■ STATED GOAL ■
Retype the material word for word.

■ MATERIAL FOR THE TASK ■
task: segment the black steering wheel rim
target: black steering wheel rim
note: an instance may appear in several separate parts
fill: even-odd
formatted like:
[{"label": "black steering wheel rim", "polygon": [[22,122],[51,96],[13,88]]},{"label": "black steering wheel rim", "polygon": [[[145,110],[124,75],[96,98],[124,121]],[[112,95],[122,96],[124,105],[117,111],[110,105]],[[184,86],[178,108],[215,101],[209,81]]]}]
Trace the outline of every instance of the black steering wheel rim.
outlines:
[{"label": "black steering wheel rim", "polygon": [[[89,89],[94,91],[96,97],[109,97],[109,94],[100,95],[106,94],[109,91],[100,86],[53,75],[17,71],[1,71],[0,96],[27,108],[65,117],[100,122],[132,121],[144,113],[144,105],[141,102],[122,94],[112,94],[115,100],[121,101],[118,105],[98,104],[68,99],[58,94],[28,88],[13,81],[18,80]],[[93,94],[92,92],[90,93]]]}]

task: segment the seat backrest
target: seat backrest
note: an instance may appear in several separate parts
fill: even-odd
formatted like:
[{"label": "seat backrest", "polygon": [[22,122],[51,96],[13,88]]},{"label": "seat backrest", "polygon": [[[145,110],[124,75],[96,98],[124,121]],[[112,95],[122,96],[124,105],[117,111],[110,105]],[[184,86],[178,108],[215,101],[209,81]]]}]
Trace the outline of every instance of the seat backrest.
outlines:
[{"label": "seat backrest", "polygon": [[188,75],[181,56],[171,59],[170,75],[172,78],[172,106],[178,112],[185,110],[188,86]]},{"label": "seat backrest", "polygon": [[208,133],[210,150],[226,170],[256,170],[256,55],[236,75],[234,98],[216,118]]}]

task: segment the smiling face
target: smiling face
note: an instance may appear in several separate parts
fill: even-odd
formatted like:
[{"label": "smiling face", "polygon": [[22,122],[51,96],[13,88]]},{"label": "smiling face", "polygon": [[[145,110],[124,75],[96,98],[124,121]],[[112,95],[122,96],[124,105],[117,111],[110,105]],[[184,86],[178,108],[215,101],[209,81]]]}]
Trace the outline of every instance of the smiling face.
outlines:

■ EXPECTED ANSWER ■
task: segment the black steering wheel rim
target: black steering wheel rim
note: an instance may appear in several separate parts
fill: even-odd
formatted like:
[{"label": "black steering wheel rim", "polygon": [[22,122],[51,96],[13,88]]},{"label": "black steering wheel rim", "polygon": [[[145,110],[124,75],[96,98],[124,121]],[[112,95],[122,96],[124,105],[117,111],[110,105]],[[184,86],[178,108],[215,101],[209,81]]]}]
Trace the outline of every instance of the black steering wheel rim.
outlines:
[{"label": "black steering wheel rim", "polygon": [[[89,89],[94,91],[96,97],[109,97],[109,94],[100,95],[106,94],[109,91],[100,86],[53,75],[17,71],[1,71],[0,96],[27,108],[65,117],[100,122],[132,121],[144,113],[144,105],[141,102],[122,94],[112,94],[115,100],[121,101],[118,105],[98,104],[68,99],[58,94],[28,88],[13,81],[18,80]],[[93,94],[92,92],[90,93]]]}]

task: segment the seat backrest
target: seat backrest
note: an instance may appear in several separate parts
fill: even-odd
formatted like:
[{"label": "seat backrest", "polygon": [[22,122],[51,96],[13,88]]},{"label": "seat backrest", "polygon": [[[145,110],[124,75],[96,98],[124,121]],[[112,95],[122,96],[124,105],[117,111],[110,105]],[[184,86],[178,108],[215,101],[209,81]]]}]
Trace the outline of every instance of the seat backrest.
outlines:
[{"label": "seat backrest", "polygon": [[188,75],[181,56],[171,59],[170,75],[172,78],[172,106],[178,112],[185,110],[188,86]]},{"label": "seat backrest", "polygon": [[208,133],[210,150],[226,170],[256,170],[256,55],[236,75],[234,98],[216,118]]}]

task: segment the smiling face
target: smiling face
note: an instance may appear in several separate parts
fill: even-odd
formatted like:
[{"label": "smiling face", "polygon": [[22,122],[51,96],[13,88]]},{"label": "smiling face", "polygon": [[[145,110],[124,75],[96,98],[124,121]],[[112,95],[122,96],[124,105],[117,111],[110,105]],[[184,86],[178,108],[215,101],[209,81]]]}]
Trace the outline of every instance of the smiling face.
outlines:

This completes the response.